Problem set
(a) Copy word for word the stretch of the passage on differing preferences in God's family from "We often bristle" through "we know ourselves.".
(b) Continue the devotional about candy corn and differing tastes among believers from the point where it stops.

We often bristle against our dissimilar preferences in the family of God. Professing what we like and what we don’t can turn into household rules edging out those who disagree. Options diversify and thereby beautify the world, but make poor legislators. Scripture doesn’t command us to like everything, nor does God insist we all like the same things.

You’re welcome to enjoy the old hymns while I prefer the electric guitar. Both obey the Biblical call to worship. Please serve the homeless, but allow me to encourage the abused. Both follow the call to care for those in need. As long as we follow the Word of God without changing it, we can show His love in the unique ways we like. The Lord created us with intentional differences in likes and perspectives. He knows what His children enjoy better than we know ourselves. 

So, whether you eat candy corn by the layer, by the handful, or never touch the stuff, notice how the varied colors offer beauty to the season. The same ingredients flavor each part, however. In God’s Kingdom, each unique hue carries the potential to deliver joy sweetened by the same Spirit of Love. When we join hands in love, God transforms us into a beautiful family which honors our unique brothers and sisters to more perfectly glorify the same Lord.

Information given
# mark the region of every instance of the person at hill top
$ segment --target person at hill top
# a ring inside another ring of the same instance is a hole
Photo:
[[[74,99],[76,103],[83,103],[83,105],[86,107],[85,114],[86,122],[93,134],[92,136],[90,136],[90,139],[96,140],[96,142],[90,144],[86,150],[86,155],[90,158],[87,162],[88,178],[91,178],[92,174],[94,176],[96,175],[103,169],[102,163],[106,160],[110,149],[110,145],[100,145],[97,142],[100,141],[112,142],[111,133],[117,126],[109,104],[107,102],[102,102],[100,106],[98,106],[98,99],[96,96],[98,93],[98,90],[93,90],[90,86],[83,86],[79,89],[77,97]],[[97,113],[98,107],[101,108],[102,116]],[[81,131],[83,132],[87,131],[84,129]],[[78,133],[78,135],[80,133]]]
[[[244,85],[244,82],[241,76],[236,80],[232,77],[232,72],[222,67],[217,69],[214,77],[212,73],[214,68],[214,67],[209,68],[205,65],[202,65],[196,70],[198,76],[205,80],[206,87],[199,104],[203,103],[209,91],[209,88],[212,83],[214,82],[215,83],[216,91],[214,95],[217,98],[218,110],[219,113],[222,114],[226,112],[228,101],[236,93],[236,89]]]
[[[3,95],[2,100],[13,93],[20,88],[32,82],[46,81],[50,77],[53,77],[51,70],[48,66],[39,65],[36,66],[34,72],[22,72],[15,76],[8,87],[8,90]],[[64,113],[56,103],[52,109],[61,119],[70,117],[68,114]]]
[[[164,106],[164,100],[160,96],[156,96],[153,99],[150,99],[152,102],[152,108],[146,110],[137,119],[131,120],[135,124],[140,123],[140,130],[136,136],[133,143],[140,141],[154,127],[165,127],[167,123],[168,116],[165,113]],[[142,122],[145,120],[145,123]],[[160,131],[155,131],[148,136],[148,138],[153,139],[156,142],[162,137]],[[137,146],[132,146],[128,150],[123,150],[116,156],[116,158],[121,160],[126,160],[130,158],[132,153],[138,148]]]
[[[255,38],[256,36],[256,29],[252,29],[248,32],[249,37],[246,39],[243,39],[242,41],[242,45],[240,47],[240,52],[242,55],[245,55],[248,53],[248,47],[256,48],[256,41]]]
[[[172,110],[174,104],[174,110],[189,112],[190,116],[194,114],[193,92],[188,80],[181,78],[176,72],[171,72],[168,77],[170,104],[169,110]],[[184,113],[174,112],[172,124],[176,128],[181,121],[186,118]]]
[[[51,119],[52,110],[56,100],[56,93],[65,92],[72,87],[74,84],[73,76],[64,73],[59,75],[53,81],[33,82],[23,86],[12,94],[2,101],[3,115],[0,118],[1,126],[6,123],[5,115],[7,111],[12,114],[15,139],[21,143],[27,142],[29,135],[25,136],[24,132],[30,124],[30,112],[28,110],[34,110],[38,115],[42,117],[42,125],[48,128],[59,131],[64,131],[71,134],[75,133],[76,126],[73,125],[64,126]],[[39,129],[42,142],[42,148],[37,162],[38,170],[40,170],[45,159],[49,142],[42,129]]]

Answers below
(a)
We often bristle against our dissimilar preferences in the family of God. Professing what we like and what we don’t can turn into household rules edging out those who disagree. Options diversify and thereby beautify the world, but make poor legislators. Scripture doesn’t command us to like everything, nor does God insist we all like the same things.

You’re welcome to enjoy the old hymns while I prefer the electric guitar. Both obey the Biblical call to worship. Please serve the homeless, but allow me to encourage the abused. Both follow the call to care for those in need. As long as we follow the Word of God without changing it, we can show His love in the unique ways we like. The Lord created us with intentional differences in likes and perspectives. He knows what His children enjoy better than we know ourselves.

(b)
“Just as a body, though one, has many parts, but all its many parts form one body, so it is with Christ. For we were all baptized by one Spirit so as to form one body—whether Jews or Gentiles, slave or free—and we were all given the one Spirit to drink… Now if the foot should say, ‘Because I am not a hand, I do not belong to the body,’ it would not for that reason stop being part of the body. And if the ear should say, ‘Because I am not an eye, I do not belong to the body,’ it would not for that reason stop being part of the body. If the whole body were an eye, where would the sense of hearing be? …But in fact God has placed the parts in the body, every one of them, just as he wanted them to be…The eye cannot say to the hand, ‘I don’t need you!’ And the head cannot say to the feet, ‘I don’t need you!’ …But God has put the body together… so that there should be no division in the body, but that its parts should have equal concern for each other. If one part suffers, every part suffers with it; if one part is honored, every part rejoices with it.”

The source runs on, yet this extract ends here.